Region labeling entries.
++++

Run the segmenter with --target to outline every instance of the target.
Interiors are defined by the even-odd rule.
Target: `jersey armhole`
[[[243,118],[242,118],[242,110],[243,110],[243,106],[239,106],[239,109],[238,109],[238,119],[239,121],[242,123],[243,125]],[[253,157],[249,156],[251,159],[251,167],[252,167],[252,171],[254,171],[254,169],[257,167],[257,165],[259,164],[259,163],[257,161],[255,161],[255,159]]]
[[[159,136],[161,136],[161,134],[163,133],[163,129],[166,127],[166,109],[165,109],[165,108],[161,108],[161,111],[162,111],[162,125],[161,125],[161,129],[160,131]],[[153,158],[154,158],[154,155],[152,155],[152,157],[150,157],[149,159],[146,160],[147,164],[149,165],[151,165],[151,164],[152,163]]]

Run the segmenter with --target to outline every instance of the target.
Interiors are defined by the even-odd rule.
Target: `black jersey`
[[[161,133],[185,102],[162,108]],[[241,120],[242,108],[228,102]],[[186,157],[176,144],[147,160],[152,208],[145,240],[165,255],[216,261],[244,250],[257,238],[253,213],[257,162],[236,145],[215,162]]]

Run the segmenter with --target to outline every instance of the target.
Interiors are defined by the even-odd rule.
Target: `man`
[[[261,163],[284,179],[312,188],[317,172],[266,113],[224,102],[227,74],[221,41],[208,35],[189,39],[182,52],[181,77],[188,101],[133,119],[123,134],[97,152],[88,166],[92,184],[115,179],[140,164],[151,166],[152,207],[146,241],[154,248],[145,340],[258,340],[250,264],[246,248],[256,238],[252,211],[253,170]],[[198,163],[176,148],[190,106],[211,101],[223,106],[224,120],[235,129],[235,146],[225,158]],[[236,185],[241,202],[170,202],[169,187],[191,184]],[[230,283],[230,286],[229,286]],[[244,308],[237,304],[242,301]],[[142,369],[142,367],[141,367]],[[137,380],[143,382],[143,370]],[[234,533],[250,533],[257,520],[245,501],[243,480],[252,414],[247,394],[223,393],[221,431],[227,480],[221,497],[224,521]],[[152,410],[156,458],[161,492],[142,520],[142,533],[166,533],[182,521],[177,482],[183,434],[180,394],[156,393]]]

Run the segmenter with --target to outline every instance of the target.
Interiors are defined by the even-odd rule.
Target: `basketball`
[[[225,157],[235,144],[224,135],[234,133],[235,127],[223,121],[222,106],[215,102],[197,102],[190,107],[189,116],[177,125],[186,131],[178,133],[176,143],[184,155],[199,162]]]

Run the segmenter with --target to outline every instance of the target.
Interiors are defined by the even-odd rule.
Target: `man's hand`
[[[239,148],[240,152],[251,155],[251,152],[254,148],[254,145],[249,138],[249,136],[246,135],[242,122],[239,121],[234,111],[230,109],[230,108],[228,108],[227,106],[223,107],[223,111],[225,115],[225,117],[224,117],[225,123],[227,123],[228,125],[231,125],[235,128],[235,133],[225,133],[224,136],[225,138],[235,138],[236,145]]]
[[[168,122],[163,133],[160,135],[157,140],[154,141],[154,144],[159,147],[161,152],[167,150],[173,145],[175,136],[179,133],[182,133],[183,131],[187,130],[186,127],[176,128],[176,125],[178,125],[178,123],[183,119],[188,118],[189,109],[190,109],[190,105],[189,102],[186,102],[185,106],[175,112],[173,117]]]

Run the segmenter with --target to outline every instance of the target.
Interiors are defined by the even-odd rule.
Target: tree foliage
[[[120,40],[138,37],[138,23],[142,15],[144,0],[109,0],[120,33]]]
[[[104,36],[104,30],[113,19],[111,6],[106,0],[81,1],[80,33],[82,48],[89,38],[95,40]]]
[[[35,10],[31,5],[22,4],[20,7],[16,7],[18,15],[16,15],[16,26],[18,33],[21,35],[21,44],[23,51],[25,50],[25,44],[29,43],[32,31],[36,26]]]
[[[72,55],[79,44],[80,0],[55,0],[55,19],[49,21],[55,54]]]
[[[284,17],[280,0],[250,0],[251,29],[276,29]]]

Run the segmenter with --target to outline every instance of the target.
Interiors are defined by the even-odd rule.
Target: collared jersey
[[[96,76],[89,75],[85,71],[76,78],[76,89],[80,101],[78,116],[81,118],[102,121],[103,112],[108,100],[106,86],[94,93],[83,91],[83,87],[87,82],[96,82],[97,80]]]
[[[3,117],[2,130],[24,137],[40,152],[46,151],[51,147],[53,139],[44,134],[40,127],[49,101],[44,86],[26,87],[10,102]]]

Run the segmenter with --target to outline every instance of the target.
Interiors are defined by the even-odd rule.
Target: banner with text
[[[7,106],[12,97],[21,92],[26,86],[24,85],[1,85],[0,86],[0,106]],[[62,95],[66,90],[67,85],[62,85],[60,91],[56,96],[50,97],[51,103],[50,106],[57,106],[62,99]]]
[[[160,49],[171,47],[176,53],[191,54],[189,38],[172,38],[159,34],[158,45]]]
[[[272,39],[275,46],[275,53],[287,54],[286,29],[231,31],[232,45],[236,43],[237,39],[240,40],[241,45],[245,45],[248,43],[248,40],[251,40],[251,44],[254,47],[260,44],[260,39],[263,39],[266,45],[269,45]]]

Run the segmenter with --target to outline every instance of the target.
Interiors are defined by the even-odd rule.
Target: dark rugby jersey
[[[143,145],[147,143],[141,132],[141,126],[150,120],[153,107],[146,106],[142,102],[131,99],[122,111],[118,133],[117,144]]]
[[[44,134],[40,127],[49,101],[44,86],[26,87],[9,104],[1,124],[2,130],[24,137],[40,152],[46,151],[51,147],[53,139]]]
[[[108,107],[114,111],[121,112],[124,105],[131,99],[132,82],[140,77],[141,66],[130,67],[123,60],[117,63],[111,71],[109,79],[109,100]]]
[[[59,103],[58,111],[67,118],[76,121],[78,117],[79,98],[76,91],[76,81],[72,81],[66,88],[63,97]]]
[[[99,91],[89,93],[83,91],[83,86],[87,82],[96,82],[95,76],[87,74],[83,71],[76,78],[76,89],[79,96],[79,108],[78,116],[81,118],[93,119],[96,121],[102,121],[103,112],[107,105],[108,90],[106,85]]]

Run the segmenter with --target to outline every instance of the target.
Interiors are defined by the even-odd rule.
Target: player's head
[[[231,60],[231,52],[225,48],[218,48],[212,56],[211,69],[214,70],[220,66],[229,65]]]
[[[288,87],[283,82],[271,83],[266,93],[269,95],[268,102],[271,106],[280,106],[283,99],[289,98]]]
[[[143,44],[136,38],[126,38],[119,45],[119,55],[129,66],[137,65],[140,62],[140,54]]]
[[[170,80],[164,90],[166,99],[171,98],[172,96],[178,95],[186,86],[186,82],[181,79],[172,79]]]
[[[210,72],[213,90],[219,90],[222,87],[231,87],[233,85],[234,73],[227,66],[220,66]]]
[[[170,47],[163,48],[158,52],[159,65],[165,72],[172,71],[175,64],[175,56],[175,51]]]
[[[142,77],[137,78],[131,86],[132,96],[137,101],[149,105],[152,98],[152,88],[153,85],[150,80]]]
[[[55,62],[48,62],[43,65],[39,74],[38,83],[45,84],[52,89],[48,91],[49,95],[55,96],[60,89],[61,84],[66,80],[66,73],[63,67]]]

++++

Goal. List every line in the entries above that contains the string "jersey", treating uppercase and lowercase as different.

Reply to the task.
Target: `jersey armhole`
Target: `black jersey`
Target: collared jersey
Target: dark rugby jersey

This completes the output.